▶ **Written request a**:
Copy the records word for word, from their first line through the line that contains "<point>31,19</point>", with both of those lines included.

▶ **Source text**:
----

The countries of the Southern Cone Common Market (MERCOSUR) -- Argentina, Brazil, Paraguay and Uruguay -- have also come to the General Assembly with an enhanced sense of unity. MERCOSUR gives living and concrete expression to economic integration and open regionalism and represents one of the creative forces at work in the Americas. It is a new and striking feature of our continent's identity and a reflection of democracy and the commitment to economic reform in our region.

With the customs union firmly in place, Chile has now joined MERCOSUR as an associated State by means of a free-trade agreement with far-reaching political and diplomatic implications. Bolivia will also shortly associate itself with MERCOSUR. We look forward to other countries' of the region joining as well to further bolster the dynamic and open nature of MERCOSUR.

Now firmly rooted in the process of expanding and acting as an important partner of a growing number of countries and regional groups, MERCOSUR is a positive response by South American countries to the challenges and opportunities of today's world. Such achievements as MERCOSUR and the Community of Portuguese-speaking Countries enhance their credentials and help to make the presence of those countries in the world an instrument for economic development and social progress.

My country comes to this General Assembly proud to present itself before the international community with a stronger presence in the world. Brazil owes this to the consolidation of its democracy, to economic stabilization and liberalization and to the resumption of economic growth with a deeper sense of social justice. It owes this as well to its participation in regional integration and in the globalization of the world economy. We are in tune with the two main forces that are shaping the world today: political and economic freedom, on the one hand, and cooperation through integration and trade on the other.

I am pleased to say that, through decisive action rather than words, we have made genuine strides in enlarging our dialogue and cooperation with friendly nations worldwide, developed and developing alike. We have strengthened traditional partnerships and established new ones, especially in Africa, Asia and the Middle East. We are aware that, if the Brazilian people are to consolidate these achievements, we will need to persevere in the policies that have brought us this far. We know that these policies have yet to meet many challenges Brazil faces in the social, economic and cultural fields. But they are an important beginning.

----

▶ **Supplied data**:
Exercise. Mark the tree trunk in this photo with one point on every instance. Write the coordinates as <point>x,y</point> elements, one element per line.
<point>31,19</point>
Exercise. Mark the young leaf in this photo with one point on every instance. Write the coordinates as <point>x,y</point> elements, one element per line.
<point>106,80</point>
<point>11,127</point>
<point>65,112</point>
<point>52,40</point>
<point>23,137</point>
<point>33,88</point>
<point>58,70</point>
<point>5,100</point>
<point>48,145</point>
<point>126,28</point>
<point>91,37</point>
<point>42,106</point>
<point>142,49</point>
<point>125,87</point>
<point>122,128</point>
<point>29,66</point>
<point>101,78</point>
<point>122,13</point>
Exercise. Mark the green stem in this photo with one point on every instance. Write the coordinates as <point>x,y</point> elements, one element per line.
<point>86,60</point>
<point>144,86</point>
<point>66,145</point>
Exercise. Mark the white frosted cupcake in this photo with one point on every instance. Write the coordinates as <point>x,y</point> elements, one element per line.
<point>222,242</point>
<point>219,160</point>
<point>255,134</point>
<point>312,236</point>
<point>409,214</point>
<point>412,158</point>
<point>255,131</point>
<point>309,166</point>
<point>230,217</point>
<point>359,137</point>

----

▶ **Written request b**:
According to the text on MERCOSUR, which country has joined MERCOSUR as an associated State?

▶ **Answer a**:
Exercise. Mark the tree trunk in this photo with one point on every instance. Write the coordinates as <point>x,y</point> elements, one element per line.
<point>31,19</point>

▶ **Answer b**:
Chile